Copy word for word everything from "The last transmission (that" down to "site out tomorrow..." in the post about the Port Everglades station going offline.

| Document section |
::::

Monday, August 3, 2009

station goes offline, and is revived

On July 20th, 2009, I received an email from Rex Hervey (NDBC) about issues relating to data feeds (current and planned) from our St. Croix and Little Cayman CREWS stations.  As an afterthought Rex said:  "Also, we haven't received data from the Port Everglades station for a while now."

He wasn't the only one who'd noticed.  Tom Carsey on July 21st, 2009, sent his own trouble report:  "Evidently the Pt. Everglades site has not transmitted since July 12."

Following up on Rex's report (I was in Little Cayman helping install the new CREWS station at the time, and hadn't see Tom's message yet), I commented in email:
Rex at NDBC mentioned that our Port Everglades data feed went offline.  Checking the archives, it seems like it's been offline for about nine days.  It's difficult for me to investigate further from the field, but I thought I'd mention in case others wanted to look into it further.

The last transmission (that I see) was at 13:42 UTC on day 193 (Sunday morning, the 12th??).
Lew Gramer, who was the acting CHAMP sysadmin in my absence, followed up on July 21st, 2009:
Yes, the last transmission from the Port Everglades station that I see in the archives on our server is still the one on Sunday 12 July at 13:24 GMT. I checked the "usual" diagnostic data from the last day's transmissions (station and datalogger voltages, transmitter forward vs. reflected power, data and error counts, etc.), all seemed normal. Jack is out of town all week as well, but Shoe located that key and will travel to check the site out tomorrow... 
As Lew indicated, Mike Shoemaker (a/k/a "Shoe") traveled up to the Port Everglades site on the morning of July 22nd and was able to bring the station back online.  Lew sent out the following report about Mike's intervention later that afternoon:
Mike Shoemaker visited the Port Everglades monitoring station this morning, reset everything, opened the station door for a while and let it air out / cool off. The station has begun transmitting again: the 14:24 and 15:24 UT transmissions have been received, and were both well-formated. (Shoe, the last hourly transmission has reasonable looking salinity and sea temperature also.)

::::

| Dataset |
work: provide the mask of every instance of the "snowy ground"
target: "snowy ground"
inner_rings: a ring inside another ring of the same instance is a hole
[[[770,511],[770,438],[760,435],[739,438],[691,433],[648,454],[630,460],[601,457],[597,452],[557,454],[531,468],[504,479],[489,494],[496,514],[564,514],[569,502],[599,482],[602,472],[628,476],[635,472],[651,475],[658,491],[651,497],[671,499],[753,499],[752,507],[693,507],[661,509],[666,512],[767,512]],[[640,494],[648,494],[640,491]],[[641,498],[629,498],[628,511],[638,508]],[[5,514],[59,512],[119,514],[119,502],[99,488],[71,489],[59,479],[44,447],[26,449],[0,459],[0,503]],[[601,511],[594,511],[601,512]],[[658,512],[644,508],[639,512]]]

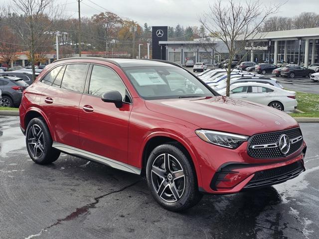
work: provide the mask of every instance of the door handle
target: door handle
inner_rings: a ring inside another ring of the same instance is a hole
[[[44,99],[44,102],[46,104],[52,104],[53,103],[53,100],[51,97],[47,97]]]
[[[82,109],[83,109],[84,111],[85,111],[85,112],[87,112],[88,113],[93,112],[93,108],[92,106],[89,106],[89,105],[85,105],[84,106],[83,106]]]

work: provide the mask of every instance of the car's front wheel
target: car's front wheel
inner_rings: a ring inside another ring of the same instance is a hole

::::

| Result |
The last transmission (that I see) was at 13:42 UTC on day 193 (Sunday morning, the 12th??).
Lew Gramer, who was the acting CHAMP sysadmin in my absence, followed up on July 21st, 2009:
Yes, the last transmission from the Port Everglades station that I see in the archives on our server is still the one on Sunday 12 July at 13:24 GMT. I checked the "usual" diagnostic data from the last day's transmissions (station and datalogger voltages, transmitter forward vs. reflected power, data and error counts, etc.), all seemed normal. Jack is out of town all week as well, but Shoe located that key and will travel to check the site out tomorrow...